## PROBLEM REQUIREMENTS
Reproduce exactly the lines from the one that holds "Each instance receives one keypoint. Tag the silver" through the last line of the entries, both ends included, but not the pictures.

## GIVEN DATA

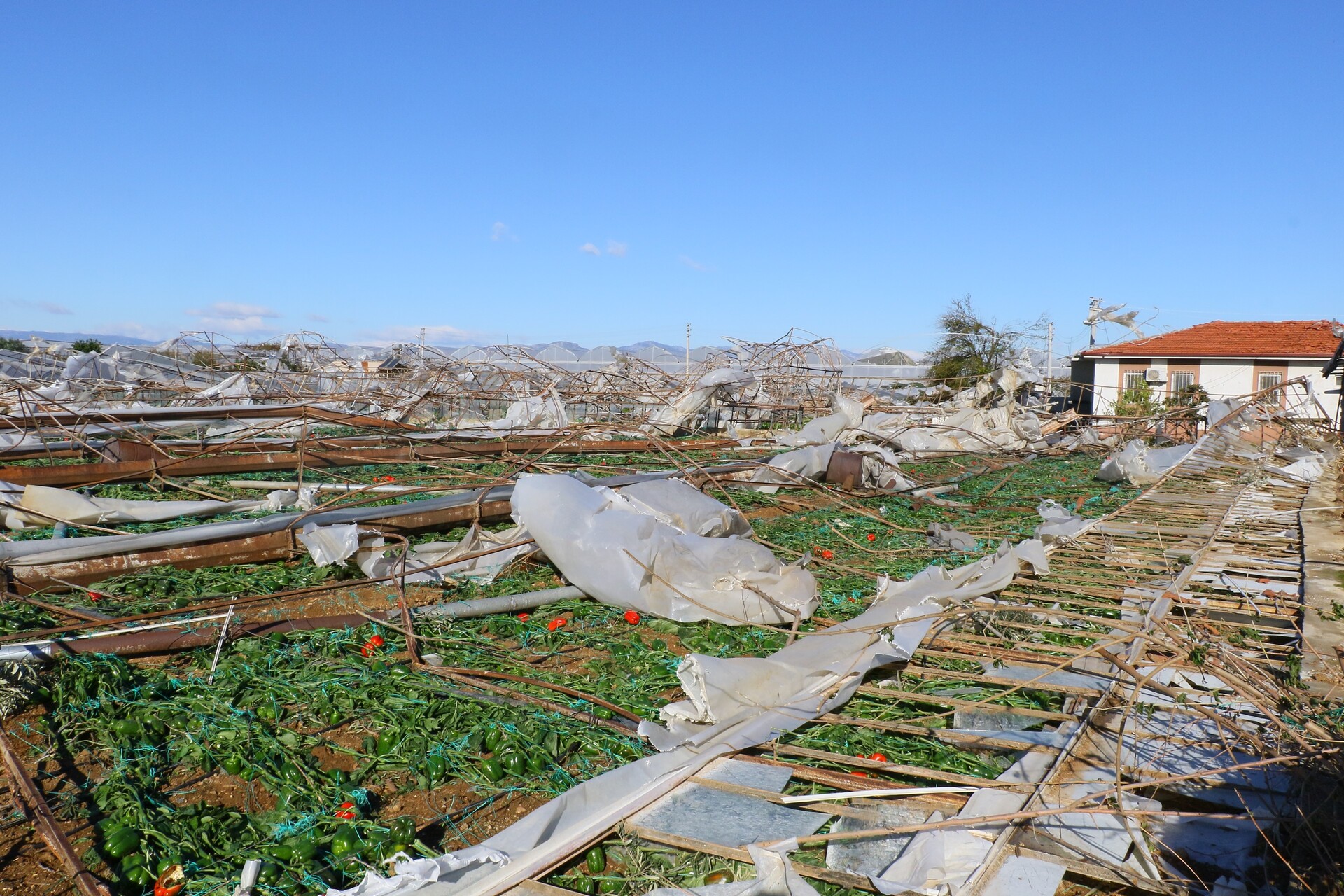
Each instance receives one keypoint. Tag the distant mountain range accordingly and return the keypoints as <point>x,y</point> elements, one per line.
<point>106,339</point>
<point>875,356</point>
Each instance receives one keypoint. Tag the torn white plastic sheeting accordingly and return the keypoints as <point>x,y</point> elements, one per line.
<point>881,468</point>
<point>302,498</point>
<point>687,508</point>
<point>1303,464</point>
<point>793,466</point>
<point>417,874</point>
<point>1142,464</point>
<point>1025,876</point>
<point>622,556</point>
<point>49,504</point>
<point>691,402</point>
<point>543,412</point>
<point>1059,523</point>
<point>944,536</point>
<point>974,429</point>
<point>1086,437</point>
<point>822,430</point>
<point>375,564</point>
<point>774,878</point>
<point>835,664</point>
<point>942,859</point>
<point>330,545</point>
<point>822,671</point>
<point>233,388</point>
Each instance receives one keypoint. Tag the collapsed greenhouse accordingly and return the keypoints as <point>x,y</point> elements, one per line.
<point>283,621</point>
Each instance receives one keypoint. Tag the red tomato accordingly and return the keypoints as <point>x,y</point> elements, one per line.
<point>169,881</point>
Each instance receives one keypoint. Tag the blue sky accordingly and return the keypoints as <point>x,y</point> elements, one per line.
<point>608,172</point>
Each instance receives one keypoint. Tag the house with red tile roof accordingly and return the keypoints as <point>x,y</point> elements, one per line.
<point>1225,359</point>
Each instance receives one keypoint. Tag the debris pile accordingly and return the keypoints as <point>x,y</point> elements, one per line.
<point>283,621</point>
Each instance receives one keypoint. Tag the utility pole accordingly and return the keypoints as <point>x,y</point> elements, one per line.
<point>1050,355</point>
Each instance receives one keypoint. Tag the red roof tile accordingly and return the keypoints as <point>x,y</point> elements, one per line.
<point>1231,339</point>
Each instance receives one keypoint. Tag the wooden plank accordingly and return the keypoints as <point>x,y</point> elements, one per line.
<point>27,793</point>
<point>690,844</point>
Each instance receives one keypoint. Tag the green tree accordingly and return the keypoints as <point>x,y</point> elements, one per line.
<point>971,347</point>
<point>1139,400</point>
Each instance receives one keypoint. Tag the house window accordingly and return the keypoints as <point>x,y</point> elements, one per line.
<point>1182,382</point>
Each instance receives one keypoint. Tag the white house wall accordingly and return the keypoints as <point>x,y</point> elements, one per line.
<point>1221,378</point>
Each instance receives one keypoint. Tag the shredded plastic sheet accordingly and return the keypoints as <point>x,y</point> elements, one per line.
<point>1142,464</point>
<point>945,538</point>
<point>822,671</point>
<point>543,412</point>
<point>375,564</point>
<point>793,466</point>
<point>330,545</point>
<point>1025,876</point>
<point>48,504</point>
<point>1303,464</point>
<point>974,429</point>
<point>946,858</point>
<point>691,402</point>
<point>682,505</point>
<point>823,430</point>
<point>881,468</point>
<point>774,878</point>
<point>622,555</point>
<point>773,695</point>
<point>1059,523</point>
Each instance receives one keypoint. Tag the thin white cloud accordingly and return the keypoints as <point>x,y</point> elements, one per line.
<point>233,309</point>
<point>235,318</point>
<point>48,308</point>
<point>136,330</point>
<point>694,265</point>
<point>437,335</point>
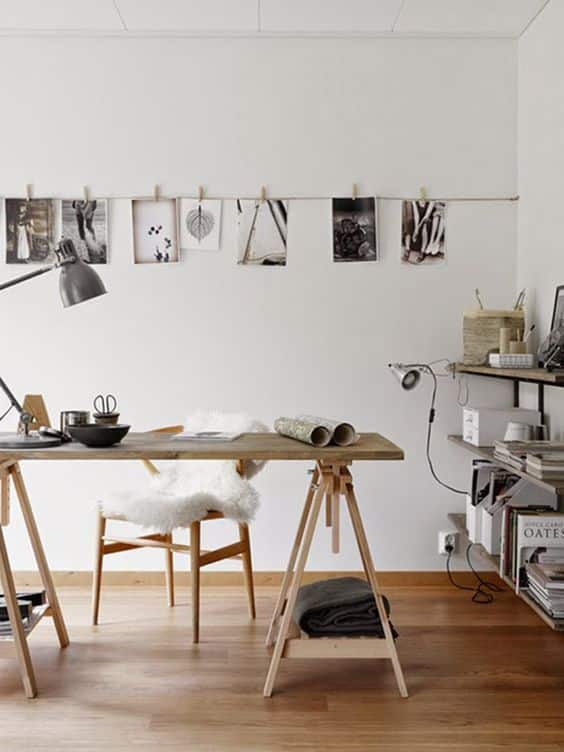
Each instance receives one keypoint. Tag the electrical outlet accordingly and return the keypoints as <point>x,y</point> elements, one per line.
<point>447,538</point>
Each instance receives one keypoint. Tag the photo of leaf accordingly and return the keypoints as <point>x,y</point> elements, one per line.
<point>200,224</point>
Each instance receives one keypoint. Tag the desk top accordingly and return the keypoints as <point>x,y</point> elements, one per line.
<point>249,446</point>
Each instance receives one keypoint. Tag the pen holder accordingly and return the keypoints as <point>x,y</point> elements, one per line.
<point>108,419</point>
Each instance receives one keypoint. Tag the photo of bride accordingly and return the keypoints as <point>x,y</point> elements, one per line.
<point>30,230</point>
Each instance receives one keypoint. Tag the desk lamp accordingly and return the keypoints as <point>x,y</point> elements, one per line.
<point>78,282</point>
<point>409,376</point>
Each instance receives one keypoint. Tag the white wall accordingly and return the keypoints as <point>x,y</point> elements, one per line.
<point>541,166</point>
<point>304,117</point>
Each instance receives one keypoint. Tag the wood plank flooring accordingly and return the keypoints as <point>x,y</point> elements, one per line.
<point>481,678</point>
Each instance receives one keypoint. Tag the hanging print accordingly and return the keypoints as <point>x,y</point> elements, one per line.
<point>200,224</point>
<point>30,230</point>
<point>154,231</point>
<point>423,232</point>
<point>354,229</point>
<point>263,232</point>
<point>86,224</point>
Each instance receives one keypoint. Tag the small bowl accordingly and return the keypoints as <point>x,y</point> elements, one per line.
<point>98,435</point>
<point>106,418</point>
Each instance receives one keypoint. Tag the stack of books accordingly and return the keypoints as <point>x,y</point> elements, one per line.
<point>546,586</point>
<point>546,465</point>
<point>26,604</point>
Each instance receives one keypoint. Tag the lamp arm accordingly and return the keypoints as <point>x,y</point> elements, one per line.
<point>29,275</point>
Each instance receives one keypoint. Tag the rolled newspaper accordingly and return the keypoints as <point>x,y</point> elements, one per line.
<point>303,430</point>
<point>342,434</point>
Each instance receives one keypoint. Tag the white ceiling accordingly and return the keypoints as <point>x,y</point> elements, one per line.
<point>507,18</point>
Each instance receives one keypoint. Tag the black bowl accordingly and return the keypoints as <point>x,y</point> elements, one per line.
<point>98,434</point>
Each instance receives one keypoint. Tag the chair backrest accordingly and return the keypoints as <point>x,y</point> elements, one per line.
<point>154,470</point>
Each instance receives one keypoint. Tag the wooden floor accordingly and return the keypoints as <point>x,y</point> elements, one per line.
<point>481,678</point>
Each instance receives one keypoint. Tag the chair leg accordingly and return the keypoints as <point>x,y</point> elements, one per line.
<point>97,571</point>
<point>169,572</point>
<point>195,572</point>
<point>248,568</point>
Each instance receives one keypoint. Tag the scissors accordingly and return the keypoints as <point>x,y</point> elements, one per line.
<point>105,404</point>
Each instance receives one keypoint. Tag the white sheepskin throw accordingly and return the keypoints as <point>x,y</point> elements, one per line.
<point>186,491</point>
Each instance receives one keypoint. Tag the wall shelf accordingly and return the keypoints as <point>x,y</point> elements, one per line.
<point>459,523</point>
<point>517,376</point>
<point>488,453</point>
<point>530,375</point>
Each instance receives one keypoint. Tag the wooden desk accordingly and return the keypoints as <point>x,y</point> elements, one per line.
<point>331,481</point>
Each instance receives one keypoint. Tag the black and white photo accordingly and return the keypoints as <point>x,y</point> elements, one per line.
<point>423,232</point>
<point>262,232</point>
<point>155,238</point>
<point>200,224</point>
<point>355,235</point>
<point>31,230</point>
<point>86,224</point>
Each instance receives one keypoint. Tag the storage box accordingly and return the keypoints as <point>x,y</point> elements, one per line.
<point>482,426</point>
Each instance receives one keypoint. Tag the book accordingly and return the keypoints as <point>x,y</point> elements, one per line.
<point>537,530</point>
<point>25,607</point>
<point>549,577</point>
<point>206,436</point>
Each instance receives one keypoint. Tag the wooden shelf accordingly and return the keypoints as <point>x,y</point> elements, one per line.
<point>38,613</point>
<point>459,522</point>
<point>531,375</point>
<point>487,453</point>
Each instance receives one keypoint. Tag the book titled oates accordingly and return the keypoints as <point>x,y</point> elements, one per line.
<point>544,531</point>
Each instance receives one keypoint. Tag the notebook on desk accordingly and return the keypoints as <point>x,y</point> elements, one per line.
<point>206,436</point>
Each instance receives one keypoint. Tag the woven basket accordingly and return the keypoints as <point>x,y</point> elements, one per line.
<point>480,333</point>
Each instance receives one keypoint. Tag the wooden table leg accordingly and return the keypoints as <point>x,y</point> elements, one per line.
<point>335,498</point>
<point>279,608</point>
<point>296,580</point>
<point>40,557</point>
<point>371,576</point>
<point>18,632</point>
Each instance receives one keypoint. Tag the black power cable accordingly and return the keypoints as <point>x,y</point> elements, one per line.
<point>482,593</point>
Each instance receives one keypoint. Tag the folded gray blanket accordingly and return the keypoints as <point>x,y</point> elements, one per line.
<point>339,608</point>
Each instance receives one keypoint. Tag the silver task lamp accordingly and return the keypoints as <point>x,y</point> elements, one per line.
<point>78,282</point>
<point>408,376</point>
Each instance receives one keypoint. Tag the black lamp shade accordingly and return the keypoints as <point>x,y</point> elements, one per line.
<point>79,282</point>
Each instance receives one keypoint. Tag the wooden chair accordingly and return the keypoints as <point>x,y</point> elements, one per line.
<point>199,558</point>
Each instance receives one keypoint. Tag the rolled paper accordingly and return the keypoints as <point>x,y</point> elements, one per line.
<point>303,430</point>
<point>342,434</point>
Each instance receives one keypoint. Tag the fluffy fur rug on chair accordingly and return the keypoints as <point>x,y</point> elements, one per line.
<point>184,492</point>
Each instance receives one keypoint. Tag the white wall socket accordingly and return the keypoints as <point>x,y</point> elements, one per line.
<point>447,538</point>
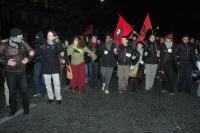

## SOLUTION TO THIS EXERCISE
Each instance receives one keypoint. Tag the silver task lamp accordingly and return the keypoints as <point>x,y</point> elements, one per line.
<point>78,282</point>
<point>408,376</point>
Each instance receives one keypoint. Tag the black lamp shade accordingly and return the keypoints as <point>x,y</point> elements, one per line.
<point>79,282</point>
Each instance receives one keypoint. Tag the wooden chair accordingly and return the keypoints as <point>x,y</point> elements, one per line.
<point>199,558</point>
Each instance receives one keypoint. Tag the rolled paper accordingly and return the keypoints as <point>x,y</point> elements, one per line.
<point>303,430</point>
<point>342,434</point>
Each instance receives one keypoint. Tag the fluffy fur rug on chair accordingly and return the keypoints as <point>x,y</point> elements, one per line.
<point>184,492</point>
Each instance receives one keypoint. Tag the white wall socket accordingly and return the keypoints as <point>x,y</point> elements, one per line.
<point>447,538</point>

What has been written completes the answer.